Os últimos dias demonstraram que os bancos centrais são uns viciados no jogo. A dependência é óbvia, gostam de atirar dinheiro para cima da mesa na esperança que o dealer e a sorte lhes tragam as cartas certas para poderem sair do casino com os bolsos e os egos cheios.

Como quase todos os viciados, têm sempre razões lógicas para fazer mais uma aposta. É com esta que vou ganhar e resolver os problemas! É a última vez, prometo! Se não der certo depois eu resolvo, algo irá aparecer!

Neste casino da política monetária, há vários tipos de jogadores. Entre os que se destacam está o mais experiente, o Banco do Japão, que começou em 1997 a apostar de forma disfarçada num jogo que depois viria a ser identificado como Quantitative Easing (QE). Hoje está completamente endividado (com um rácio dívida de mais de 230% face ao PIB), sem hipótese de largar a habituação às taxas de juro negativas. No entanto, com uma boa capacidade de trabalho, habitou-se a viver com a situação.

(Registos de um conjunto de dados)

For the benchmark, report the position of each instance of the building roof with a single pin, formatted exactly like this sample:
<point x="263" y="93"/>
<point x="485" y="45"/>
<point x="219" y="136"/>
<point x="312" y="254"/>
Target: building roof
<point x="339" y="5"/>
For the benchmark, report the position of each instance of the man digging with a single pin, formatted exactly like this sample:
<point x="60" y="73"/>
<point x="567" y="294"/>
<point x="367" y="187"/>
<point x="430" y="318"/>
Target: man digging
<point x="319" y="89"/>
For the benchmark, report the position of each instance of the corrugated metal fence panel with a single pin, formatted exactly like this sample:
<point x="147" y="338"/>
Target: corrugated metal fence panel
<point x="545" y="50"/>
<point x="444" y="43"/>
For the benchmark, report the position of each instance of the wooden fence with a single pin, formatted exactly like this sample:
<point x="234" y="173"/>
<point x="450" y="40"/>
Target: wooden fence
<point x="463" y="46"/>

*O problema*: Por favor, extraia do texto sobre os bancos centrais o trecho que começa em "Os últimos dias" e termina em "algo irá aparecer!", sem alterar nenhuma palavra.

*Área de resposta*:
Os últimos dias demonstraram que os bancos centrais são uns viciados no jogo. A dependência é óbvia, gostam de atirar dinheiro para cima da mesa na esperança que o dealer e a sorte lhes tragam as cartas certas para poderem sair do casino com os bolsos e os egos cheios.

Como quase todos os viciados, têm sempre razões lógicas para fazer mais uma aposta. É com esta que vou ganhar e resolver os problemas! É a última vez, prometo! Se não der certo depois eu resolvo, algo irá aparecer!